Provided text —
☆ ☆ ☆ ☆ ☆

Among other things, we sell job listings through our Careers 2.0 service, and we thought it might be helpful to determine some of the factors that impact the success of a listing. So we crunched through 6 months of data and these are some of the things we found.

On getting seen

In order to get people to apply for your job, you will have to get them to your listing first. There are a few places that will help with that: our text ads on Stack Overflow (see image), various places on our web site and our tweets. Due to space considerations there isn’t a whole lot for people to base their decision on (to click or not to click?). They’ll see:

  • The title
  • The employer
  • The location
  • Whether the job is telecommutable
  • Tags (during the research period only on our website)

That’s all you have to sell your position with, so you have to make it count. While you (probably) can’t do much about your name or location, the telecommute status, title and tags you choose can make a difference. We provide roughly 60 characters of title space when displaying jobs on Stack Overflow, and yet a lot of jobs simply have “Developer” or some such as a title. It’s like the seller of luscious, beautiful, high piled, soft shag rugs made with the wool of virgin sheep fed nothing but the finest ambrosia taking out an AdSense ad that says: “Rugs for sale”. Wouldn’t you rather click on “C# developer; work on massive, scalable social solutions” (if you were into such things)? Something as simple as mentioning a technology in your title can improve the percentage of people that apply to your job after seeing the listing (apply rate) by about 25%. While it doesn’t necessarily improve the number of views, it improves the relevance of the viewers, leading to more applications. If you can also give some sense of what type of work people will do, all the better. In January we did something new: we added the ability to tag your job listing. As it turned out, this was a good thing. Listings with tags get on average between 40 to 60% more views than jobs without tags. Based on this finding we now also show the tags in our ads on Stack Overflow. It’s still too early to tell if this will make a difference, but we are thinking it will. For telecommute jobs, the numbers are even more dramatic. Jobs that are marked “telecommute” receive on average 2.25 times more views and 2.125 times more applicants.

☆ ☆ ☆ ☆ ☆

Stored rows —
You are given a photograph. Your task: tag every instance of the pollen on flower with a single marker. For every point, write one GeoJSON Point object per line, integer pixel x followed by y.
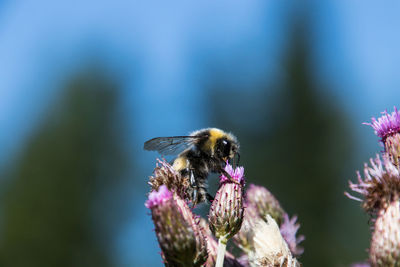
{"type": "Point", "coordinates": [158, 197]}
{"type": "Point", "coordinates": [237, 174]}
{"type": "Point", "coordinates": [386, 125]}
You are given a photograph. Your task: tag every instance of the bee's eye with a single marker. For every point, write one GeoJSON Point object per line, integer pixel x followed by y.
{"type": "Point", "coordinates": [225, 147]}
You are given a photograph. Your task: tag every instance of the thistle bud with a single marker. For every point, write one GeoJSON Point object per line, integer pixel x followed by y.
{"type": "Point", "coordinates": [181, 240]}
{"type": "Point", "coordinates": [270, 249]}
{"type": "Point", "coordinates": [226, 212]}
{"type": "Point", "coordinates": [392, 148]}
{"type": "Point", "coordinates": [385, 242]}
{"type": "Point", "coordinates": [265, 202]}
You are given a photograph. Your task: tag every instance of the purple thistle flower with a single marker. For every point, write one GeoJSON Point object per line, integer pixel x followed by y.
{"type": "Point", "coordinates": [386, 125]}
{"type": "Point", "coordinates": [289, 229]}
{"type": "Point", "coordinates": [226, 212]}
{"type": "Point", "coordinates": [237, 174]}
{"type": "Point", "coordinates": [380, 186]}
{"type": "Point", "coordinates": [360, 264]}
{"type": "Point", "coordinates": [181, 239]}
{"type": "Point", "coordinates": [165, 174]}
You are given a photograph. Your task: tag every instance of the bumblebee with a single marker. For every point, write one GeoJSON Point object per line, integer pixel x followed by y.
{"type": "Point", "coordinates": [203, 151]}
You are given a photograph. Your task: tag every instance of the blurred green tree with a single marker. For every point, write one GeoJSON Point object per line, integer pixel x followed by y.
{"type": "Point", "coordinates": [58, 203]}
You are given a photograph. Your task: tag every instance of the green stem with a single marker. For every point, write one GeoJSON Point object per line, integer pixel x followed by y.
{"type": "Point", "coordinates": [221, 251]}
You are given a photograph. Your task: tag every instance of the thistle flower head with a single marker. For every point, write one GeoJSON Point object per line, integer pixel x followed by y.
{"type": "Point", "coordinates": [237, 174]}
{"type": "Point", "coordinates": [265, 202]}
{"type": "Point", "coordinates": [181, 240]}
{"type": "Point", "coordinates": [392, 149]}
{"type": "Point", "coordinates": [385, 242]}
{"type": "Point", "coordinates": [386, 125]}
{"type": "Point", "coordinates": [379, 187]}
{"type": "Point", "coordinates": [226, 212]}
{"type": "Point", "coordinates": [164, 174]}
{"type": "Point", "coordinates": [158, 197]}
{"type": "Point", "coordinates": [289, 229]}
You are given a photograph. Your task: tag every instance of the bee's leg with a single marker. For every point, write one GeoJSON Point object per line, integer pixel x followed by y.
{"type": "Point", "coordinates": [194, 186]}
{"type": "Point", "coordinates": [209, 197]}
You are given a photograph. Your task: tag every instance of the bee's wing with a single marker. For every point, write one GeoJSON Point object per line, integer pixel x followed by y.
{"type": "Point", "coordinates": [169, 145]}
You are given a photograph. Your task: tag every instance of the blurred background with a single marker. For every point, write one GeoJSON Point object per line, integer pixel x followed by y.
{"type": "Point", "coordinates": [84, 84]}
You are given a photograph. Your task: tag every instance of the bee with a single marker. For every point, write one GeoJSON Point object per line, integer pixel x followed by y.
{"type": "Point", "coordinates": [202, 152]}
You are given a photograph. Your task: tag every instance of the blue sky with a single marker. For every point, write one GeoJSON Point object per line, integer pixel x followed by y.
{"type": "Point", "coordinates": [166, 50]}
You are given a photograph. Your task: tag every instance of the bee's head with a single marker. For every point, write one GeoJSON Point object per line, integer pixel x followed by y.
{"type": "Point", "coordinates": [226, 149]}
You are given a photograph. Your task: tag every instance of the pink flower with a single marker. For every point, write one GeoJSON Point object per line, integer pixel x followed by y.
{"type": "Point", "coordinates": [237, 174]}
{"type": "Point", "coordinates": [158, 197]}
{"type": "Point", "coordinates": [386, 125]}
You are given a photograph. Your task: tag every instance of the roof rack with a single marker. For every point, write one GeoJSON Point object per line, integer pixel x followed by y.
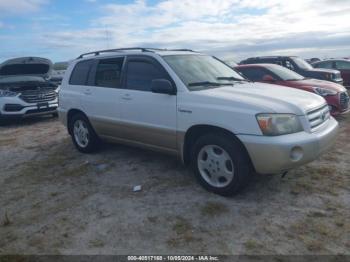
{"type": "Point", "coordinates": [142, 49]}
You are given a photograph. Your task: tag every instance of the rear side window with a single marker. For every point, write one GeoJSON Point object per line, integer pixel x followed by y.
{"type": "Point", "coordinates": [289, 65]}
{"type": "Point", "coordinates": [80, 73]}
{"type": "Point", "coordinates": [108, 72]}
{"type": "Point", "coordinates": [328, 64]}
{"type": "Point", "coordinates": [342, 65]}
{"type": "Point", "coordinates": [253, 74]}
{"type": "Point", "coordinates": [140, 75]}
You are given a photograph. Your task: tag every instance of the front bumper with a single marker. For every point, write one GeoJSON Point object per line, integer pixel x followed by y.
{"type": "Point", "coordinates": [26, 109]}
{"type": "Point", "coordinates": [273, 155]}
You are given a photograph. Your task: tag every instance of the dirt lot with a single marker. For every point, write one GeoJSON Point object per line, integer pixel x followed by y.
{"type": "Point", "coordinates": [54, 200]}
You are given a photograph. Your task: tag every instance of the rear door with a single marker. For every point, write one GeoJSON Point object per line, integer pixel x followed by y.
{"type": "Point", "coordinates": [344, 68]}
{"type": "Point", "coordinates": [148, 117]}
{"type": "Point", "coordinates": [101, 96]}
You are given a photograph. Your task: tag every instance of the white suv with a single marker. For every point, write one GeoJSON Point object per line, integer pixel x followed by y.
{"type": "Point", "coordinates": [196, 107]}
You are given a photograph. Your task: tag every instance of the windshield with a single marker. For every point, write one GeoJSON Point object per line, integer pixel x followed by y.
{"type": "Point", "coordinates": [285, 74]}
{"type": "Point", "coordinates": [202, 71]}
{"type": "Point", "coordinates": [60, 66]}
{"type": "Point", "coordinates": [302, 63]}
{"type": "Point", "coordinates": [24, 69]}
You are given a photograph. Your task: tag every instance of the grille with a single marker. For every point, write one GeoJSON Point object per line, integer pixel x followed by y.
{"type": "Point", "coordinates": [38, 96]}
{"type": "Point", "coordinates": [318, 116]}
{"type": "Point", "coordinates": [344, 100]}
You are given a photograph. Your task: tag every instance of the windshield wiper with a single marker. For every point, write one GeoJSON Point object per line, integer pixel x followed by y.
{"type": "Point", "coordinates": [230, 78]}
{"type": "Point", "coordinates": [208, 83]}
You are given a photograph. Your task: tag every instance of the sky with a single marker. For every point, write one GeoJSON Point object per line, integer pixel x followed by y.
{"type": "Point", "coordinates": [230, 29]}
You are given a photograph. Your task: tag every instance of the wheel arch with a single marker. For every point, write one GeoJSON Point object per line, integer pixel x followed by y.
{"type": "Point", "coordinates": [196, 131]}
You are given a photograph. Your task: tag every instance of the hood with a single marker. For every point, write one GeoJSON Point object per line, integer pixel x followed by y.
{"type": "Point", "coordinates": [26, 66]}
{"type": "Point", "coordinates": [264, 98]}
{"type": "Point", "coordinates": [310, 83]}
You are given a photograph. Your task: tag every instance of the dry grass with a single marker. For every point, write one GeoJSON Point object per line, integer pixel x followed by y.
{"type": "Point", "coordinates": [252, 245]}
{"type": "Point", "coordinates": [8, 142]}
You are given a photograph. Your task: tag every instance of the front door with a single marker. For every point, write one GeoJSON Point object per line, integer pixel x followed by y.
{"type": "Point", "coordinates": [101, 98]}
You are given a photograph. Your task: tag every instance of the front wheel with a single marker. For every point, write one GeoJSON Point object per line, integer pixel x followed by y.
{"type": "Point", "coordinates": [221, 164]}
{"type": "Point", "coordinates": [83, 135]}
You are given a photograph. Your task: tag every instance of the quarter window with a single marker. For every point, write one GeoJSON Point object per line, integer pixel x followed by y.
{"type": "Point", "coordinates": [108, 72]}
{"type": "Point", "coordinates": [342, 65]}
{"type": "Point", "coordinates": [80, 73]}
{"type": "Point", "coordinates": [140, 75]}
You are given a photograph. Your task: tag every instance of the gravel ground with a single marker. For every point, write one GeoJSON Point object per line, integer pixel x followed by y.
{"type": "Point", "coordinates": [55, 200]}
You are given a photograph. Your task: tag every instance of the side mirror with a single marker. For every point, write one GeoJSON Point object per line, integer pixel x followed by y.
{"type": "Point", "coordinates": [163, 86]}
{"type": "Point", "coordinates": [268, 78]}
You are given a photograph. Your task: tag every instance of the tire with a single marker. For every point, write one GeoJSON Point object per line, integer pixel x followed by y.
{"type": "Point", "coordinates": [221, 164]}
{"type": "Point", "coordinates": [83, 135]}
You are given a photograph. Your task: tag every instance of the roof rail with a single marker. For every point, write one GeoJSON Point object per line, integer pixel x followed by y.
{"type": "Point", "coordinates": [142, 49]}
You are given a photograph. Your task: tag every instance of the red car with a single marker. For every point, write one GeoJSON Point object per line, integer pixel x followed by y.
{"type": "Point", "coordinates": [342, 65]}
{"type": "Point", "coordinates": [335, 95]}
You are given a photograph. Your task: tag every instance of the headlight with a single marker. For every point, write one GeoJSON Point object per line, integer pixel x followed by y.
{"type": "Point", "coordinates": [324, 92]}
{"type": "Point", "coordinates": [279, 124]}
{"type": "Point", "coordinates": [7, 93]}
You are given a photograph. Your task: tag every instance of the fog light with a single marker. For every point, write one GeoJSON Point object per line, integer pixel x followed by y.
{"type": "Point", "coordinates": [296, 153]}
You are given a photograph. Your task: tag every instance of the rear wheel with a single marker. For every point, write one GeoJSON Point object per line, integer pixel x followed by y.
{"type": "Point", "coordinates": [83, 135]}
{"type": "Point", "coordinates": [221, 164]}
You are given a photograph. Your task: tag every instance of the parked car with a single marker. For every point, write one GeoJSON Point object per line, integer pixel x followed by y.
{"type": "Point", "coordinates": [336, 95]}
{"type": "Point", "coordinates": [196, 107]}
{"type": "Point", "coordinates": [343, 65]}
{"type": "Point", "coordinates": [25, 89]}
{"type": "Point", "coordinates": [58, 71]}
{"type": "Point", "coordinates": [231, 63]}
{"type": "Point", "coordinates": [312, 60]}
{"type": "Point", "coordinates": [298, 65]}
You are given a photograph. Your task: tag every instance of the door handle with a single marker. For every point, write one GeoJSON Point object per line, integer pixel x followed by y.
{"type": "Point", "coordinates": [126, 97]}
{"type": "Point", "coordinates": [87, 92]}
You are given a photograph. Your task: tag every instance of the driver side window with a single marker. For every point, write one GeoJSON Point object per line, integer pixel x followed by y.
{"type": "Point", "coordinates": [254, 74]}
{"type": "Point", "coordinates": [328, 65]}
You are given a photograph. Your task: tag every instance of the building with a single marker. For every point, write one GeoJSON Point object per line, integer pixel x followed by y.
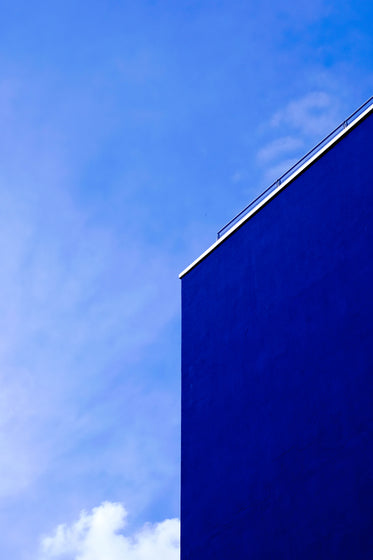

☆ ☆ ☆ ☆ ☆

Given task — Reproduce the article on job listing success above in full, word for word.

Output of the exercise —
Among other things, we sell job listings through our Careers 2.0 service, and we thought it might be helpful to determine some of the factors that impact the success of a listing. So we crunched through 6 months of data and these are some of the things we found.

On getting seen

In order to get people to apply for your job, you will have to get them to your listing first. There are a few places that will help with that: our text ads on Stack Overflow (see image), various places on our web site and our tweets. Due to space considerations there isn’t a whole lot for people to base their decision on (to click or not to click?). They’ll see:

  • The title
  • The employer
  • The location
  • Whether the job is telecommutable
  • Tags (during the research period only on our website)

That’s all you have to sell your position with, so you have to make it count. While you (probably) can’t do much about your name or location, the telecommute status, title and tags you choose can make a difference. We provide roughly 60 characters of title space when displaying jobs on Stack Overflow, and yet a lot of jobs simply have “Developer” or some such as a title. It’s like the seller of luscious, beautiful, high piled, soft shag rugs made with the wool of virgin sheep fed nothing but the finest ambrosia taking out an AdSense ad that says: “Rugs for sale”. Wouldn’t you rather click on “C# developer; work on massive, scalable social solutions” (if you were into such things)? Something as simple as mentioning a technology in your title can improve the percentage of people that apply to your job after seeing the listing (apply rate) by about 25%. While it doesn’t necessarily improve the number of views, it improves the relevance of the viewers, leading to more applications. If you can also give some sense of what type of work people will do, all the better. In January we did something new: we added the ability to tag your job listing. As it turned out, this was a good thing. Listings with tags get on average between 40 to 60% more views than jobs without tags. Based on this finding we now also show the tags in our ads on Stack Overflow. It’s still too early to tell if this will make a difference, but we are thinking it will. For telecommute jobs, the numbers are even more dramatic. Jobs that are marked “telecommute” receive on average 2.25 times more views and 2.125 times more applicants.